Work request:
Apart from the pictures, every entry below should be repeated exactly.

┄┄┄┄┄┄┄┄┄┄┄┄┄┄┄┄┄┄┄┄

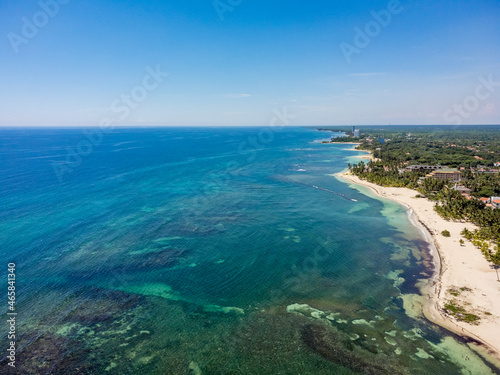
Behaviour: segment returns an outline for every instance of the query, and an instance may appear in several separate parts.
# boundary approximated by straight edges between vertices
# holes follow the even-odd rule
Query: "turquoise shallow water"
[[[324,137],[116,129],[70,165],[81,130],[1,130],[18,371],[494,373],[405,311],[427,244],[403,208],[332,177],[355,153]]]

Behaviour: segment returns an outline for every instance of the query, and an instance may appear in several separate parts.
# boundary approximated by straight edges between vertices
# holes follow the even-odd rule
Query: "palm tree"
[[[490,253],[490,262],[493,263],[493,267],[497,273],[497,281],[500,282],[500,277],[498,276],[498,268],[500,267],[500,245],[497,244],[496,251]]]

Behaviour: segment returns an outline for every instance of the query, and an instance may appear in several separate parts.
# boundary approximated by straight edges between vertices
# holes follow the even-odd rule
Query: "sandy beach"
[[[361,157],[366,158],[365,155]],[[382,187],[361,180],[348,171],[336,176],[347,180],[353,187],[368,187],[379,197],[393,200],[412,211],[416,224],[425,228],[431,245],[437,250],[433,251],[436,273],[424,288],[425,301],[420,306],[422,314],[458,335],[478,341],[473,347],[500,364],[500,282],[479,249],[467,240],[464,240],[464,246],[459,243],[464,228],[473,230],[476,227],[471,223],[444,220],[434,211],[433,202],[416,198],[419,194],[416,190]],[[441,234],[444,230],[448,230],[451,236],[444,237]],[[467,313],[479,316],[479,324],[462,322],[448,315],[444,305],[450,300],[463,306]]]
[[[359,146],[361,143],[358,143],[358,142],[330,142],[330,143],[324,143],[324,144],[326,144],[326,145],[355,145],[355,146]],[[354,156],[354,158],[356,158],[356,159],[364,159],[364,160],[371,160],[371,161],[380,160],[379,158],[376,158],[375,156],[373,156],[373,154],[367,150],[357,150],[356,148],[344,148],[343,150],[355,151],[355,152],[365,152],[365,155]]]

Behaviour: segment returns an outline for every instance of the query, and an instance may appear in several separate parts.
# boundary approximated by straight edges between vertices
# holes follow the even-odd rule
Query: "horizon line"
[[[296,127],[372,127],[372,126],[444,126],[444,127],[466,127],[466,126],[500,126],[500,123],[491,124],[321,124],[321,125],[283,125],[280,127],[284,128],[296,128]],[[12,129],[12,128],[99,128],[100,125],[0,125],[0,129]],[[257,128],[257,127],[276,127],[272,125],[117,125],[109,127],[110,129],[127,129],[127,128]]]

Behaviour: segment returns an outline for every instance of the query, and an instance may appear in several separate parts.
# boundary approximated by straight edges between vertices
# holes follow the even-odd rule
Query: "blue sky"
[[[500,123],[498,0],[216,4],[1,2],[0,126]]]

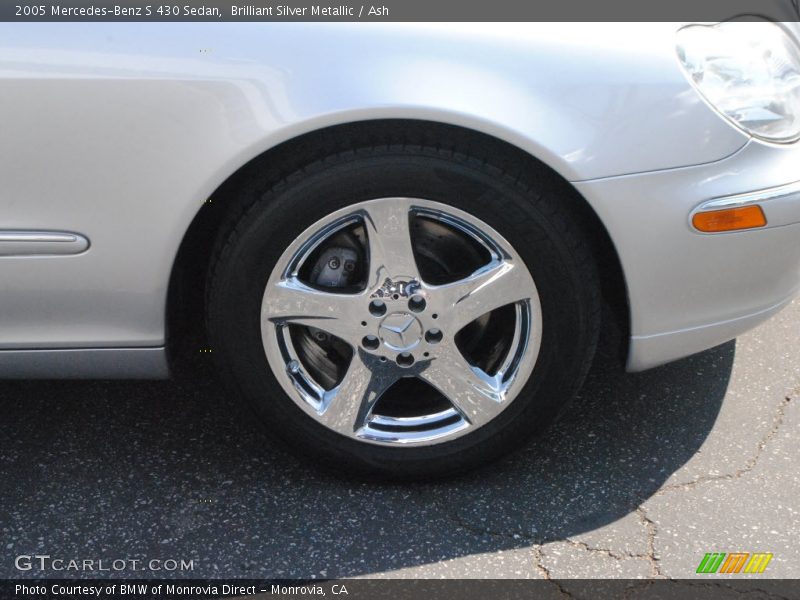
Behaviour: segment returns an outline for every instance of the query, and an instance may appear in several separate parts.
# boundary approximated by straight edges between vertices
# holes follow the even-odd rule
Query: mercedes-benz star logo
[[[422,339],[422,325],[408,313],[396,312],[383,320],[380,328],[383,343],[394,350],[409,350]]]

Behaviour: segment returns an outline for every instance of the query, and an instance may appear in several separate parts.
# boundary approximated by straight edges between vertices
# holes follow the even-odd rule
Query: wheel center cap
[[[422,339],[422,324],[406,312],[394,312],[381,321],[379,335],[392,350],[410,350]]]

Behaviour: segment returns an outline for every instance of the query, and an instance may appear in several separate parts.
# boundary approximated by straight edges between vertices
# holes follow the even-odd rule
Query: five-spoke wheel
[[[520,446],[597,341],[569,187],[507,173],[498,148],[426,145],[423,125],[343,139],[284,179],[254,168],[210,269],[222,373],[269,433],[347,473],[440,475]]]
[[[425,233],[432,228],[439,240],[446,237],[439,247]],[[431,283],[417,263],[421,252],[415,244],[439,252],[439,271],[450,272],[435,273]],[[460,246],[475,256],[458,254]],[[448,253],[455,253],[455,264],[447,264]],[[352,277],[343,274],[338,285],[330,285],[325,269],[344,270],[348,256]],[[504,308],[505,339],[486,342],[501,347],[502,356],[489,368],[471,360],[459,334]],[[261,320],[267,359],[284,391],[326,427],[382,444],[432,444],[485,425],[514,400],[541,340],[536,286],[511,245],[473,216],[414,198],[360,202],[313,224],[275,266]],[[485,334],[485,328],[477,329]],[[302,332],[309,330],[350,349],[348,364],[333,382],[315,376],[303,344]],[[471,340],[470,346],[481,343]],[[410,377],[429,384],[446,402],[432,398],[402,415],[394,410],[397,402],[383,407],[384,394]]]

┄┄┄┄┄┄┄┄┄┄┄┄┄┄┄┄┄┄┄┄

Reply:
Behaviour: segment returns an outline for every instance of the query, and an instance may appear in several separate parts.
# boundary approximated by straight edges between vertices
# holes follow the even-odd rule
Query: "turquoise shallow water"
[[[324,137],[116,129],[70,165],[81,130],[1,130],[18,371],[494,373],[405,311],[427,244],[403,208],[332,177],[355,153]]]

Behaviour: segment returns an outline for every instance of the query, and an instance may appear in several separate parts.
# boundary approximated by straight edges between vertices
# holes follow the even-odd rule
Query: "palm tree"
[[[490,253],[490,262],[493,263],[493,267],[497,273],[497,281],[500,282],[500,277],[498,276],[498,268],[500,267],[500,245],[497,244],[496,251]]]

Behaviour: segment returns an outline for every instance of the query, and an instance may appear in several separate parts.
# boundary approximated by straight edges between vertices
# holes follow the even-odd rule
Query: "sandy beach"
[[[361,157],[366,158],[365,155]],[[382,187],[361,180],[348,171],[336,176],[347,180],[353,187],[368,187],[379,197],[393,200],[412,211],[416,224],[425,228],[431,245],[437,250],[433,251],[436,273],[424,288],[425,301],[420,306],[422,314],[458,335],[478,341],[473,347],[500,364],[500,282],[479,249],[467,240],[464,240],[464,246],[459,243],[464,228],[473,230],[476,227],[471,223],[444,220],[434,211],[433,202],[416,198],[419,194],[416,190]],[[441,234],[444,230],[448,230],[451,236],[444,237]],[[467,313],[479,316],[479,324],[462,322],[448,315],[444,305],[450,300],[463,306]]]
[[[359,146],[361,143],[358,143],[358,142],[330,142],[330,143],[324,143],[324,144],[326,144],[326,145],[355,145],[355,146]],[[354,156],[354,158],[356,158],[356,159],[364,159],[364,160],[371,160],[371,161],[380,160],[379,158],[376,158],[375,156],[373,156],[373,154],[367,150],[357,150],[356,148],[344,148],[343,150],[355,151],[355,152],[365,152],[365,155]]]

Behaviour: segment returns an outline for every instance of the query, and an instance may appear in several separate parts.
# boundary approximated by straight edges between vertices
# holes follow the even-odd rule
Query: "horizon line"
[[[296,127],[372,127],[372,126],[444,126],[444,127],[466,127],[466,126],[500,126],[500,123],[491,124],[321,124],[321,125],[283,125],[280,127],[284,128],[296,128]],[[12,129],[12,128],[99,128],[100,125],[0,125],[0,129]],[[257,128],[257,127],[276,127],[272,125],[117,125],[109,127],[110,129],[127,129],[127,128]]]

Behaviour: segment returns an outline for every instance of the query, and an instance may appear in several separate parts.
# boundary approximated by straight edges between vertices
# holes follow the even-odd rule
Query: "blue sky"
[[[500,123],[498,0],[216,4],[1,2],[0,126]]]

Behaviour: segment returns an outline for every instance of the query, and an instance may appear in several separate parts.
# boundary approximated by straight edges between vertices
# holes follow the even-odd rule
Query: mercedes-benz star logo
[[[422,339],[422,325],[408,313],[396,312],[383,320],[380,328],[383,343],[394,350],[409,350]]]

Behaviour: segment returns an outline for every instance of the query, and an instance may appear in several separate parts.
# boundary approximated by straight edges between vertices
# holes follow the even-odd rule
Query: wheel center cap
[[[422,339],[422,324],[406,312],[394,312],[381,321],[379,335],[392,350],[410,350]]]

Behaviour: segment returns an outline for every instance of the query, and an instance may appear in several separate parts.
# boundary approximated by straight edges between vertices
# holes follow the even-odd rule
Query: five-spoke wheel
[[[520,446],[597,341],[569,187],[507,173],[498,148],[426,145],[423,125],[343,139],[284,179],[254,168],[210,269],[222,373],[269,433],[347,473],[440,475]]]
[[[425,233],[432,228],[439,240],[446,237],[439,247]],[[431,283],[417,263],[421,252],[415,244],[439,252],[439,271],[450,272],[435,273]],[[460,246],[475,256],[458,254]],[[448,253],[455,253],[455,264],[447,264]],[[352,277],[343,274],[338,285],[330,285],[325,269],[344,270],[348,256]],[[504,308],[505,339],[486,342],[501,347],[502,356],[489,368],[471,360],[459,334]],[[261,320],[267,359],[284,391],[326,427],[382,444],[432,444],[485,425],[514,400],[541,340],[536,286],[511,245],[473,216],[414,198],[360,202],[313,224],[275,266]],[[485,334],[485,328],[477,329]],[[302,332],[309,330],[350,349],[348,364],[333,382],[315,376],[303,344]],[[471,340],[470,346],[481,343]],[[410,377],[429,384],[446,402],[432,398],[402,415],[394,410],[397,402],[383,407],[384,394]]]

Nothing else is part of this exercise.